Point annotation records:

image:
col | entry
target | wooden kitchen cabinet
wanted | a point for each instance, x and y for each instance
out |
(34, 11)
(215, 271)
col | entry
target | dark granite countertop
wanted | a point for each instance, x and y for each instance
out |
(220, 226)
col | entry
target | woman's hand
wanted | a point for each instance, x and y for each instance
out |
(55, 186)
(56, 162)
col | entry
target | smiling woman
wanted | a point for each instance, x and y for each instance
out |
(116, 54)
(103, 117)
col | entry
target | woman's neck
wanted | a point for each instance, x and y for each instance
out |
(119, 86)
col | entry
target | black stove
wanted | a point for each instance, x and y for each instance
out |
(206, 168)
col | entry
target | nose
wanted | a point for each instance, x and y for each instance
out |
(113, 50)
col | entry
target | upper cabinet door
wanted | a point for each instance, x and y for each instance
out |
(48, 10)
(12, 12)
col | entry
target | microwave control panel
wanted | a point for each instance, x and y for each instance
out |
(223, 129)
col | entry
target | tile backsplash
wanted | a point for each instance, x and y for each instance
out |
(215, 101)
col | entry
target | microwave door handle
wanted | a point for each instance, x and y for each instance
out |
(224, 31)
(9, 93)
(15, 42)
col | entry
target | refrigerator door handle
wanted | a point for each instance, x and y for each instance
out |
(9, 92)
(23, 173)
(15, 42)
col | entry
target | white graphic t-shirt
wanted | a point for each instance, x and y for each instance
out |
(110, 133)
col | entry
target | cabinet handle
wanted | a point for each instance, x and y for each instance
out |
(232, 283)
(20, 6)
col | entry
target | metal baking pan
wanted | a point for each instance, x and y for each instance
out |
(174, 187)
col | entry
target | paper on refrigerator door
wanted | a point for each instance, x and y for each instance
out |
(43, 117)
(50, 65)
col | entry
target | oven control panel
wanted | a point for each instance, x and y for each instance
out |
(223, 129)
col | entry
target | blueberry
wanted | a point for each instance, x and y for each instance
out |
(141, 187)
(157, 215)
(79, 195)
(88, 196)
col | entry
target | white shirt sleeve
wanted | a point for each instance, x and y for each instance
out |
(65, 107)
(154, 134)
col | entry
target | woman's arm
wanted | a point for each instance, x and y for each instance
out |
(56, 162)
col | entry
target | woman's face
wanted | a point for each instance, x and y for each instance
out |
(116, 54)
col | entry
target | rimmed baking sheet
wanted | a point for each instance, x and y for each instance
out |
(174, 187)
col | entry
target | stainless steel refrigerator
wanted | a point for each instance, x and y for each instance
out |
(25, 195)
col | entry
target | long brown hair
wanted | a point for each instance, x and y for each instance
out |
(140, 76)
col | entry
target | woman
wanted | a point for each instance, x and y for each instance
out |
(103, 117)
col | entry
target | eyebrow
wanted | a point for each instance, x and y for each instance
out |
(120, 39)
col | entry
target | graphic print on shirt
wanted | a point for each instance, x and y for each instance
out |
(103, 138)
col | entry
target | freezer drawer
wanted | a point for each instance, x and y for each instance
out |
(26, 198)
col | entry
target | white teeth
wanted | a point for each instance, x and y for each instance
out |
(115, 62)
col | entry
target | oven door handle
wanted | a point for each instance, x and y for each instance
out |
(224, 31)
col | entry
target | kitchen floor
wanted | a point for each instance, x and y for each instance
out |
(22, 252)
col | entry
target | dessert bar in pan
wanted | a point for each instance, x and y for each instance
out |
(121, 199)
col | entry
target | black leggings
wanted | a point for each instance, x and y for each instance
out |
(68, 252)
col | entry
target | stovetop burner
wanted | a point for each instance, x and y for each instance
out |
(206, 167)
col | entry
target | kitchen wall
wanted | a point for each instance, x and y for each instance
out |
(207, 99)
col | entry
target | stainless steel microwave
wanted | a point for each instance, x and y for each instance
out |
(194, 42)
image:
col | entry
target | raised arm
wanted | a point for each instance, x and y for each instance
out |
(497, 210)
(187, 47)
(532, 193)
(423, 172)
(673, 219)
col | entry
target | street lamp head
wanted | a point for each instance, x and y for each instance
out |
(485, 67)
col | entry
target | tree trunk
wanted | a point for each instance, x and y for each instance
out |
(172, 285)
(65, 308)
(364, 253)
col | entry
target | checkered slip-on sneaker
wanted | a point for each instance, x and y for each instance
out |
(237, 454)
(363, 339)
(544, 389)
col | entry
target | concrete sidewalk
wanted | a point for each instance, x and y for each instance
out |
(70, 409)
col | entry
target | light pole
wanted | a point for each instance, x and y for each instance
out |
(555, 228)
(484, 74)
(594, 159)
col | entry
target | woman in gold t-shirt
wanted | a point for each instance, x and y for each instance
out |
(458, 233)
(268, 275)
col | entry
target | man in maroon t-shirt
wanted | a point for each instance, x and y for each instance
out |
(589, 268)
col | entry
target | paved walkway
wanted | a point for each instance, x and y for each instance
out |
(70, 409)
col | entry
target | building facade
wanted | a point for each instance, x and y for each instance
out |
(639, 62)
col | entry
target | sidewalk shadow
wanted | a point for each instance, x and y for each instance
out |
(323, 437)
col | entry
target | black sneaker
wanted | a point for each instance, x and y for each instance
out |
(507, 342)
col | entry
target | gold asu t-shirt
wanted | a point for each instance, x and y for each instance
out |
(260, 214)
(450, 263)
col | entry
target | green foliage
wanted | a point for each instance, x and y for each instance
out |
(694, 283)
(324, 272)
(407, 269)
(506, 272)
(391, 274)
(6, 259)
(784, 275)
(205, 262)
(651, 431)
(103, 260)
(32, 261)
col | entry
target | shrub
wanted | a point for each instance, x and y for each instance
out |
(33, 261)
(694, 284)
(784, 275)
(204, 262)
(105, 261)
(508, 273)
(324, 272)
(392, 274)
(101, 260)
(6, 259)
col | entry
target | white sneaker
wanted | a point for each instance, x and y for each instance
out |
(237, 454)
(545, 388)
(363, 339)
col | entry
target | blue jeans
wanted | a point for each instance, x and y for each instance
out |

## TASK INSTRUCTIONS:
Show every line of the records above that contains the string "door", copying each such line in full. Case counts, so a line matches only where the letters have the same capitalization.

## THE REPLY:
target | upper cabinet door
target | microwave door handle
target | refrigerator door handle
target | paper on refrigerator door
target | oven door handle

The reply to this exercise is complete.